WRITTEN REQUEST :: Write out all of the records below word for word, leaving the pictures out.

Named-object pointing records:
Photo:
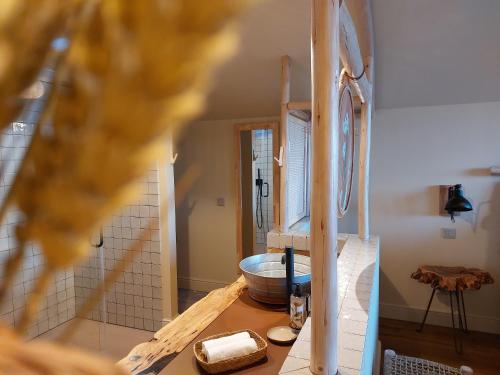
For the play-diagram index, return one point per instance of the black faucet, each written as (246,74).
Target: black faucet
(287,259)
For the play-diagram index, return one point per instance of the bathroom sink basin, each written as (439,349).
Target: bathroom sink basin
(266,276)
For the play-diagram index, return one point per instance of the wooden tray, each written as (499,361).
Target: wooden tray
(231,363)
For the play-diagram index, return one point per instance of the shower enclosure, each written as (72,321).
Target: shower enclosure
(257,188)
(132,308)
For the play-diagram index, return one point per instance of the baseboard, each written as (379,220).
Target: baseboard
(202,285)
(487,324)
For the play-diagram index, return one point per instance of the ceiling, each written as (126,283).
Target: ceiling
(427,52)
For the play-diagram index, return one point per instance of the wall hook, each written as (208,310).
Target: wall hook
(280,160)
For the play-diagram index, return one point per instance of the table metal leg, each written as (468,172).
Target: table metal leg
(466,329)
(459,308)
(457,342)
(421,327)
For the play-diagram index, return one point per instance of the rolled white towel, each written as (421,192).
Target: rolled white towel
(231,350)
(223,340)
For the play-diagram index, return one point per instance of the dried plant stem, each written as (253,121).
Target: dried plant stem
(34,299)
(10,269)
(109,280)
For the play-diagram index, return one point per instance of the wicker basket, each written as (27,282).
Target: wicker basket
(231,363)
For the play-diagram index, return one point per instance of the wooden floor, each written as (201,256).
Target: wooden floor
(481,350)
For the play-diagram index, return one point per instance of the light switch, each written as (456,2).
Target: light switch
(449,233)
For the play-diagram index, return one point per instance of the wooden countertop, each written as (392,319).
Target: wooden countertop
(244,313)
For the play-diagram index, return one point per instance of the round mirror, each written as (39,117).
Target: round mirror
(346,148)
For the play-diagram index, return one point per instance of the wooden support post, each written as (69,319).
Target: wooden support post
(364,161)
(364,171)
(325,76)
(285,99)
(168,235)
(357,50)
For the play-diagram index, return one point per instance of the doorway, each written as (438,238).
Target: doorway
(257,185)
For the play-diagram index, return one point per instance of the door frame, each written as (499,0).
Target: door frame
(238,128)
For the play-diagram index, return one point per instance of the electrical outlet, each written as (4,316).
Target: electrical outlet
(449,233)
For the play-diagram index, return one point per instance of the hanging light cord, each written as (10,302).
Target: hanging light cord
(352,78)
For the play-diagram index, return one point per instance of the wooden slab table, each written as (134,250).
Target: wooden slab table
(244,313)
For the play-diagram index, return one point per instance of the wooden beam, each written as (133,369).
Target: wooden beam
(325,117)
(350,54)
(361,12)
(285,99)
(168,235)
(306,106)
(300,106)
(152,356)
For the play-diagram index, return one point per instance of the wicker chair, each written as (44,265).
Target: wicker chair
(402,365)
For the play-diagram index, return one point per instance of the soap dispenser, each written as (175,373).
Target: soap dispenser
(298,309)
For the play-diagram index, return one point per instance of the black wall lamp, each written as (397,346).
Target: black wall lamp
(455,201)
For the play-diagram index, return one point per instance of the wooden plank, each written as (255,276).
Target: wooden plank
(168,235)
(325,77)
(175,336)
(285,99)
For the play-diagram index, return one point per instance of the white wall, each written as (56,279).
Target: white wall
(413,151)
(58,305)
(206,233)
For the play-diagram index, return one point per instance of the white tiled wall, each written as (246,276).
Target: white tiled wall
(135,300)
(262,142)
(59,304)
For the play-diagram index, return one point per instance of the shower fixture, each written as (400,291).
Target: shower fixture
(259,182)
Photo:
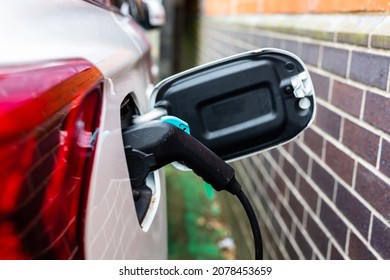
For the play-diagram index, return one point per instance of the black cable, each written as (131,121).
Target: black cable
(254,224)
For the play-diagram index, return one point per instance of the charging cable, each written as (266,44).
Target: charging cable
(154,144)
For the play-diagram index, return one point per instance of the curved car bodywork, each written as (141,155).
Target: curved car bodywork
(51,31)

PROBLEM SOLUTION ::
Photo:
For the play-diagram index, return one point per instance of the black faucet, each written as (246,74).
Target: black faucet
(287,259)
For the play-diagram index, return one point per instance of the bathroom sink basin, each written as (439,349).
Target: bathroom sink basin
(266,276)
For the play-diagram index, return one point per instance of the wooden tray, each written as (499,361).
Target: wooden tray
(231,363)
For the play-diagram index, return one point per instance of the shower enclosure, each written as (72,321).
Target: shower enclosure
(257,188)
(132,308)
For the play-diagram index, return one point per instance of the baseboard, each written as (379,220).
Target: baseboard
(202,285)
(487,324)
For the play-diagram index, return one point per instance of the ceiling, each written as (126,283).
Target: ceiling
(427,52)
For the play-diagram index, return one point per instance of the wall hook, each written as (208,310).
Target: wall hook
(280,160)
For the play-diagram index, return one point per instance of the table metal leg, each written as (468,172).
Target: table metal leg
(466,329)
(459,308)
(457,342)
(421,327)
For the play-diagram index, return one point per instance of the rolled white towel, each written as (421,192).
Target: rolled white towel
(231,350)
(223,340)
For the play-diagram index, return one point per instance of the dried plant stem, each written as (253,121).
Target: dried plant stem
(34,299)
(10,269)
(109,280)
For the play-diagram index, return one point per instance of the wicker basket, each written as (27,282).
Target: wicker basket
(231,363)
For the play-diagram index, return one point per instance of the wooden floor, each written as (201,256).
Target: wooden floor
(481,350)
For the play-diagram index, return one point per instance of the light switch, each written as (456,2).
Target: light switch
(449,233)
For the play-diagram index, return one point per instance of the wooden countertop, each written as (392,319).
Target: wooden countertop
(244,313)
For the play-diagram index, return one point per instance of the round mirror, each written as (39,117).
Target: round mirror
(346,148)
For the play-diagram index, return one point per instance of the wooden support post, each written as (69,319).
Target: wooden support post
(364,161)
(364,171)
(325,76)
(285,99)
(168,235)
(357,50)
For the play-diagram index, return one point per instance of the doorway, each written as (438,238).
Target: doorway
(257,185)
For the play-diagram index, return one point per instance of the door frame, each written as (499,0).
Target: door frame
(238,128)
For the play-diagram index, return one point per instance of the electrical outlet, each written as (4,316).
Target: electrical outlet
(449,233)
For the play-diagram index, return one point per instance of the hanging light cord, each written as (10,302).
Target: hanging light cord
(352,78)
For the play-diagram index, return one point per instance of the wooden slab table, each written as (134,250).
Target: wooden slab table
(244,313)
For the play-diagram index, return one point per instance of the wooden beam, each written as (133,369).
Target: wooden beam
(325,117)
(350,54)
(361,12)
(285,99)
(168,235)
(306,106)
(300,106)
(152,356)
For the play-diagram index, return one point per instance of the wicker chair, each written as (44,265).
Target: wicker chair
(402,365)
For the play-diagram index, return one point per instance of the soap dispenser, each written as (175,373).
Target: soap dispenser
(298,309)
For the play-diagram index, return one point per instance of the black wall lamp, each written as (397,346).
Target: black wall lamp
(455,201)
For the play-diagram index, return one point per instance of the wooden plank, each written as (255,276).
Target: wooden plank
(168,235)
(325,77)
(175,336)
(285,99)
For the play-diagram index, return one point per instance of the white wall, each written as (56,279).
Target: white wall
(413,151)
(58,305)
(206,233)
For the play-diagram index, return one point per instance of the white tiled wall, each written as (246,276).
Target: white tiled wall
(135,300)
(262,142)
(59,304)
For the play-diagram index, return one point per instance of the shower fixture, each written as (400,291).
Target: shower fixture
(259,182)
Photo:
For the play-diagram index, return one point per instance of the black cable, each written as (131,121).
Target: black cable
(254,224)
For the play-diagram index, return one point per instance of the charging cable, each written as (266,44).
Target: charging cable
(154,144)
For the play-diagram index, return one point per instance of the curved car bodywork, each written as (141,155).
Target: curved car bodywork
(51,31)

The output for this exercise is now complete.